# DATA IN THIS EXERCISE:

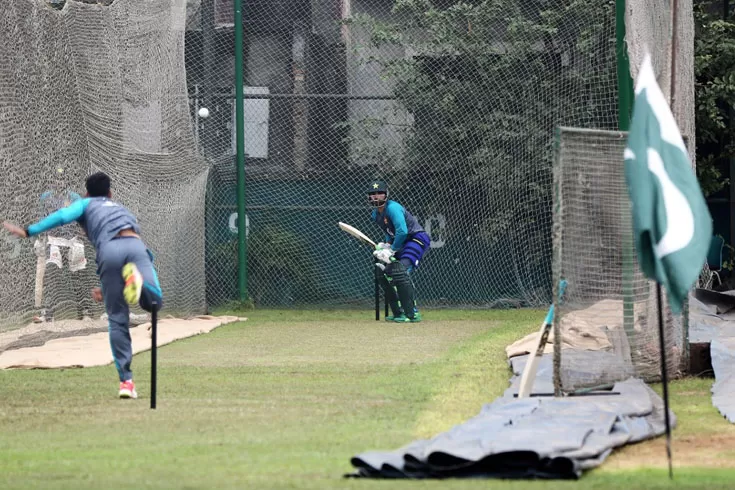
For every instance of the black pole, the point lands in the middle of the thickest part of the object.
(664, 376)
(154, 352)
---
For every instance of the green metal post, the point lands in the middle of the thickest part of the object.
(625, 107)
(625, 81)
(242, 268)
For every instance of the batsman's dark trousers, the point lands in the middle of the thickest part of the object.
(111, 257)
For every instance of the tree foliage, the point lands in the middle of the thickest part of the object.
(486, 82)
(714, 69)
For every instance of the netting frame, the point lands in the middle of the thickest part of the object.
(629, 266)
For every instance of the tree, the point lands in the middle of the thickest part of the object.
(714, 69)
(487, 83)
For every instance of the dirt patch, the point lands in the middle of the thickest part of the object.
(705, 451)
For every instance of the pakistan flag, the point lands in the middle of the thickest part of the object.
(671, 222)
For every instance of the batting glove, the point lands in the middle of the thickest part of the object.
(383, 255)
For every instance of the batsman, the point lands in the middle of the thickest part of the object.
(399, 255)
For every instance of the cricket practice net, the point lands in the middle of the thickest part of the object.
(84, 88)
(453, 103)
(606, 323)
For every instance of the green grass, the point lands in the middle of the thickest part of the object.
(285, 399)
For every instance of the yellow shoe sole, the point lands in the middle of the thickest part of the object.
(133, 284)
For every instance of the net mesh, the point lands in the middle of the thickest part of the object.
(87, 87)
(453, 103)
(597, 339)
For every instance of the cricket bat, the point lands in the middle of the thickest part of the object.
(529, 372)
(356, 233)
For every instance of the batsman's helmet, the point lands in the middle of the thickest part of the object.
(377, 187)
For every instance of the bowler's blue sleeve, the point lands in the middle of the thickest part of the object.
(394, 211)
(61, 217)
--
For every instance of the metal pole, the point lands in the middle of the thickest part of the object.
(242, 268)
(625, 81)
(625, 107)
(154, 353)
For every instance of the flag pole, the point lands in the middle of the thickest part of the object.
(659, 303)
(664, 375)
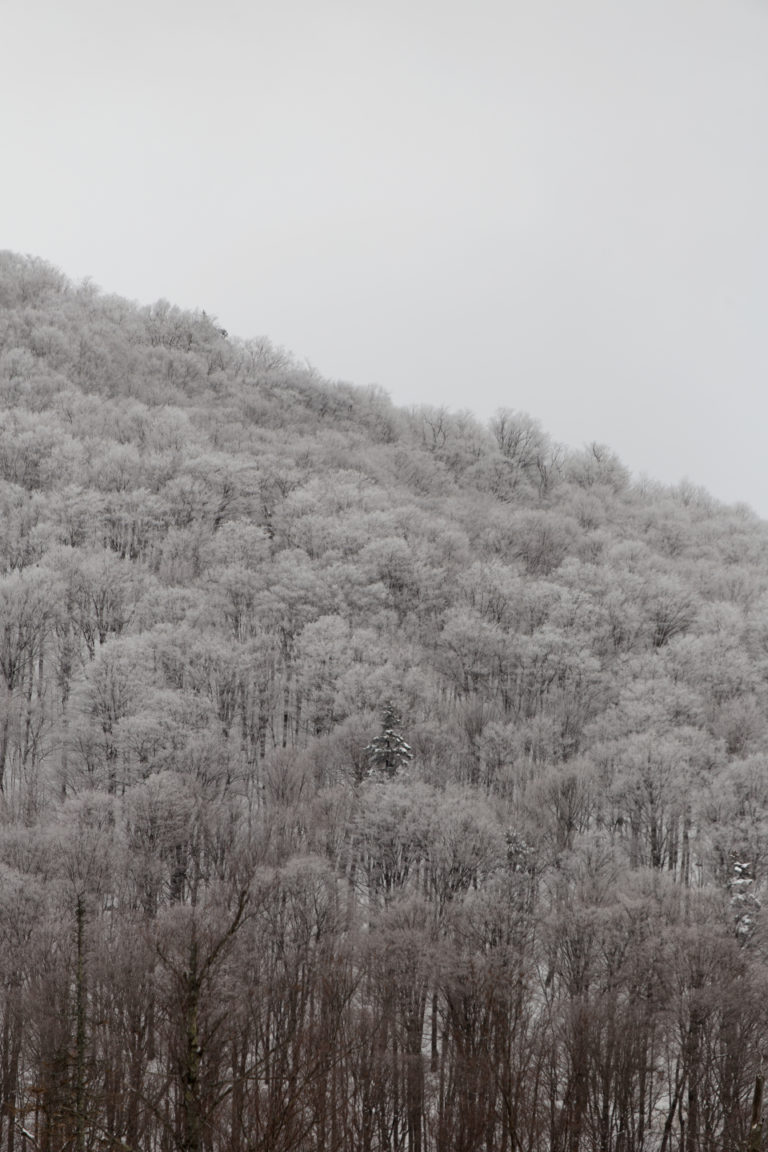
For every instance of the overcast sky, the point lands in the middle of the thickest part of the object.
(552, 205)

# CHALLENGE:
Please pick out every line of the data above that contains the string "pole", and treat uppercase and lowercase as different.

# REPLY:
For every instance of the black pole, the point lands in the middle of the thickest part of the object.
For every instance of the metal pole, the point lands in the middle of the thickest part of the object.
For every instance of the flag pole, the point lands in the middle of the thickest part of the object.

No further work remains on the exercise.